Look through the listing below and report the lines that have the word "woman" in them.

--- START ---

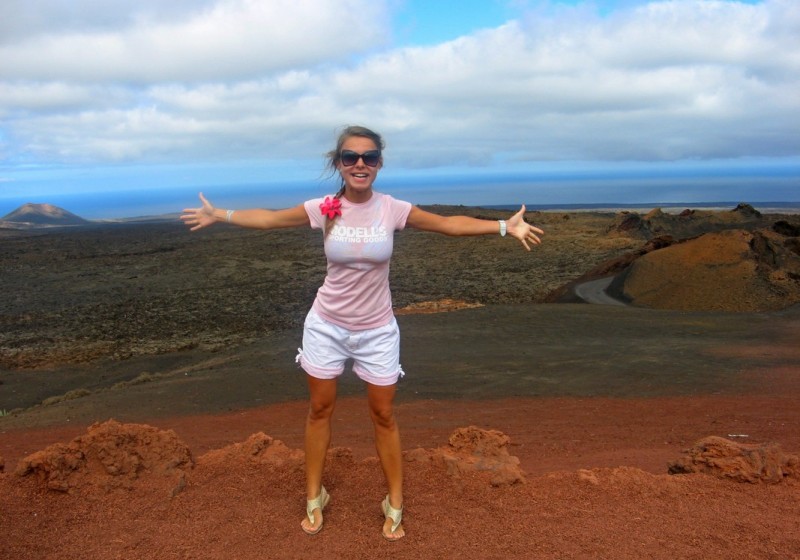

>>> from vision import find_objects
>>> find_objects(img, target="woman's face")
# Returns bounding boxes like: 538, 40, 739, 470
337, 136, 382, 202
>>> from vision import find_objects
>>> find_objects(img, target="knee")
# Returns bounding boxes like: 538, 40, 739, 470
307, 399, 335, 423
369, 405, 396, 430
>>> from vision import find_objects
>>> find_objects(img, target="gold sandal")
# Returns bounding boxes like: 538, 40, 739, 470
381, 495, 404, 541
302, 486, 330, 535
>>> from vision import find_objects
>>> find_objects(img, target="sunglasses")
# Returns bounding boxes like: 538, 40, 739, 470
340, 150, 381, 167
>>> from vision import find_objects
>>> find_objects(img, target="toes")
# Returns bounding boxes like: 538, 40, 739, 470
382, 520, 405, 541
301, 509, 323, 534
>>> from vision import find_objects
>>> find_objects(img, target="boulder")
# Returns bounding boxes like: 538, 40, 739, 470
773, 220, 800, 238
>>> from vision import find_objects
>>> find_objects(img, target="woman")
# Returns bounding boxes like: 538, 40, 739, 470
181, 125, 543, 541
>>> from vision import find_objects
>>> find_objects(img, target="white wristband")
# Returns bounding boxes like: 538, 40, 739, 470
225, 209, 234, 223
498, 220, 507, 237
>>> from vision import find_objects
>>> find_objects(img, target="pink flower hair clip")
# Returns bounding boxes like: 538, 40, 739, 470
320, 196, 342, 219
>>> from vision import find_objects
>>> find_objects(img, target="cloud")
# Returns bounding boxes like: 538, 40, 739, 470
0, 0, 219, 44
0, 0, 798, 173
341, 1, 799, 161
0, 0, 390, 82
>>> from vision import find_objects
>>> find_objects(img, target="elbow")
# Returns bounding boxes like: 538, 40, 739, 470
442, 217, 468, 236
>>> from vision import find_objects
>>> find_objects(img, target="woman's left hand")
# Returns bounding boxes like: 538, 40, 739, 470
507, 205, 544, 251
181, 192, 218, 231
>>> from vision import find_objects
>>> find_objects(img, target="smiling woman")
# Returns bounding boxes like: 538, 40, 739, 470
180, 124, 544, 541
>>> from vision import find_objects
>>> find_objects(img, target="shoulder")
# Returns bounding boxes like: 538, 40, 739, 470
375, 192, 412, 210
370, 192, 412, 228
304, 195, 338, 213
304, 196, 336, 228
305, 195, 334, 206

--- END ---

SOLVED EXERCISE
>>> find_objects(img, target="woman's face")
>>> find_objects(img, target="woman")
>>> find_objects(img, target="woman's left hand")
>>> find_objects(img, target="smiling woman")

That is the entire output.